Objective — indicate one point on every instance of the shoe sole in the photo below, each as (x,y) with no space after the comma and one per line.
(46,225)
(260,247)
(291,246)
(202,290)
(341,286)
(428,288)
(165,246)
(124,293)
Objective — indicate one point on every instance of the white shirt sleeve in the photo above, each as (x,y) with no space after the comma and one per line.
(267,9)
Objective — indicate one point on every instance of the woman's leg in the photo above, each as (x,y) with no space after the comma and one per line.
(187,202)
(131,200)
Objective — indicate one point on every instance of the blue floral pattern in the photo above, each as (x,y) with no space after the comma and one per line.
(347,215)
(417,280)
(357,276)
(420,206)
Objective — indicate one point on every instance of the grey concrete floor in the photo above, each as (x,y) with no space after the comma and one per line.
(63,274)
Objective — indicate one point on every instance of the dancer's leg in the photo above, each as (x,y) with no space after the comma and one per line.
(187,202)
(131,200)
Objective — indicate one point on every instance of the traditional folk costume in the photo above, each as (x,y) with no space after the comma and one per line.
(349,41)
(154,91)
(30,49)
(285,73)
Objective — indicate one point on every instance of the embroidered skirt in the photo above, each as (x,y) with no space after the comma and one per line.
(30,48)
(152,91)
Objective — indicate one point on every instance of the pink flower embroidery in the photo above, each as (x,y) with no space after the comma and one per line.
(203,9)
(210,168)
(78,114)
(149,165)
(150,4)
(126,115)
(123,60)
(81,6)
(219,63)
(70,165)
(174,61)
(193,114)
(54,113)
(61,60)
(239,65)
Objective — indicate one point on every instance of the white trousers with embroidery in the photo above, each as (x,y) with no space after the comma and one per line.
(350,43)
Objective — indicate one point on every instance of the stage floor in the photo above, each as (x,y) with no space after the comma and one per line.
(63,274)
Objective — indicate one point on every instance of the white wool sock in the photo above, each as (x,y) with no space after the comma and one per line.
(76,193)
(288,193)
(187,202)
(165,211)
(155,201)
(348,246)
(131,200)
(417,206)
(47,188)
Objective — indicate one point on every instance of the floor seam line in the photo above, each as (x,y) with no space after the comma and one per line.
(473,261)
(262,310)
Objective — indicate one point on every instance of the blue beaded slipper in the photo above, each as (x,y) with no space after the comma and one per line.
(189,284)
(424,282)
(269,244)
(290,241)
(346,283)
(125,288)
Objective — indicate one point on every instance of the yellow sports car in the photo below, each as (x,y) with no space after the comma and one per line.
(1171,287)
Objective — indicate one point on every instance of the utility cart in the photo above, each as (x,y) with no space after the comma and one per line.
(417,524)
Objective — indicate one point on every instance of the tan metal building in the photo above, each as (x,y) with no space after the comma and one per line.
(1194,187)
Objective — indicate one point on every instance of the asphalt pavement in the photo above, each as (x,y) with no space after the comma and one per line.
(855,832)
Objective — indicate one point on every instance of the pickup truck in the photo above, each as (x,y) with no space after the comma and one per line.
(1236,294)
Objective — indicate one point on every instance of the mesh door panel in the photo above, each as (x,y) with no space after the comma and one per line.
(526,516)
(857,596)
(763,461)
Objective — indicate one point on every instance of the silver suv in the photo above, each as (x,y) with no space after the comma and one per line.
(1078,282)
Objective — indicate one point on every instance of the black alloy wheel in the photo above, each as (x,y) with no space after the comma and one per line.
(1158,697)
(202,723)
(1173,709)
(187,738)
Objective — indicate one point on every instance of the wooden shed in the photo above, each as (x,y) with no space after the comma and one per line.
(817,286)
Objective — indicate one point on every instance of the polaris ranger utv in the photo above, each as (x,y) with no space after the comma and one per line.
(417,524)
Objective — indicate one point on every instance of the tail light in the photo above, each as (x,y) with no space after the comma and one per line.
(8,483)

— YOUR OBJECTIVE —
The answer must restate each entry word for word.

— WORKED SOLUTION —
Objective — indicate one point on every instance of the shoe sole in the photo below, each as (x,y) with no space after the comma and one per line.
(46,225)
(260,247)
(291,246)
(202,290)
(341,286)
(428,288)
(165,246)
(124,293)
Objective — indicate one point on every instance of the white shirt sleeve in the photo above, each as (x,y) with no space after the comma and one per line.
(267,9)
Objective — indicate one point on every instance of the woman's leg in the photo above, each as (x,y) with no space after the comma and one per line.
(187,202)
(131,200)
Objective — indicate one point on every instance of the blue floral pattern in the photo above, each as (x,y) with no space after the comma and one per line.
(347,215)
(417,280)
(357,276)
(420,206)
Objective — indicate one point on every instance of the grey concrete floor in the photo above, each as (x,y) with no space after the comma and one per line.
(63,274)
Objective — indicate one point on every instance of the dancer's leg in the photo above, each as (x,y) with no space after the comma and one per line.
(187,202)
(131,200)
Objective — indicate one point on every instance of the traditional folk costume in the photo above, each as (x,y) with no space after the comma and one per line.
(349,41)
(154,91)
(30,49)
(285,73)
Objective — indicate one point on every instance of the embroidered skirt in the photo above, each as (x,y) with no space after the comma and one per line.
(30,48)
(152,91)
Objective — indicate one point on every instance of the pink flower embroidery in the photo above, each as (x,y) with no space after the comma and one per line.
(203,9)
(210,168)
(78,114)
(149,165)
(150,4)
(126,115)
(123,60)
(81,6)
(219,63)
(70,165)
(174,61)
(193,114)
(54,113)
(61,60)
(239,65)
Objective — indicate one point on every instance of the white trousers with embroidery in the photo above, each as (x,y) with no space after the comma and one per line.
(350,43)
Objective — indicate one point on every instance of the stage floor in the photo above, each as (x,y) with no space after the comma and one per line.
(63,274)
Objective — indicate one point on every instance of the white wool sock in the photo above, each as (x,y) with no space after the comma and one per line.
(76,193)
(288,193)
(187,202)
(165,211)
(155,201)
(348,246)
(131,200)
(417,206)
(47,188)
Objective — indicate one point on every instance of the floor seam line in the photo above, each as (x,y) with no space after the comma and one per line.
(473,261)
(262,310)
Objective — indicate one point on every instance of the blue beaded slipper in the photo above, each as (x,y) with no space after the comma and one per line.
(189,284)
(424,282)
(269,244)
(290,241)
(346,283)
(125,288)
Objective — indicate one point on every instance of the yellow sports car in the photo below, each as (x,y) with no space after the comma and one per line.
(1171,287)
Objective — indicate one point on every instance of the utility cart in the photo above, each as (x,y) with no space after the comma and one per line.
(417,524)
Objective — indicate one point on every instance of the tan metal building in the photo above, each as (x,y) with no space after the comma and one per line.
(1194,187)
Objective — indicate one point on every instance of the asphalt pavement in the photo above, each as (x,y) with no space after the comma and one per line.
(855,832)
Objective — indicate one point on every instance of the pickup truck in the photo above, each as (x,y) with no space after the comma and one per line.
(1236,294)
Objective — indicate one point on every instance of the mesh door panel in the photo above, each as (x,y) with no space after the comma and one per line.
(526,516)
(857,596)
(763,461)
Objective — indicate one point on every instance of the silver suv in the photo above, each as (x,y) with no space after the comma and one per line.
(1078,282)
Objective — indicate one point on every instance of the black alloy wheel in the photo above, each as (x,y) with no space after the comma and one per line.
(1158,697)
(202,723)
(1173,709)
(187,738)
Objective — indicate one point on every instance of the wooden shed in the photo above, each as (x,y) with no space after the comma and one per line.
(817,286)
Objective — indicate one point on every instance of the polaris ranger utv in the photo above, each as (x,y) with no space after the comma and one per line.
(417,524)
Objective — indicate one point on every instance of the tail light in the photo above, each as (x,y) with no space after the comma and one per line.
(8,483)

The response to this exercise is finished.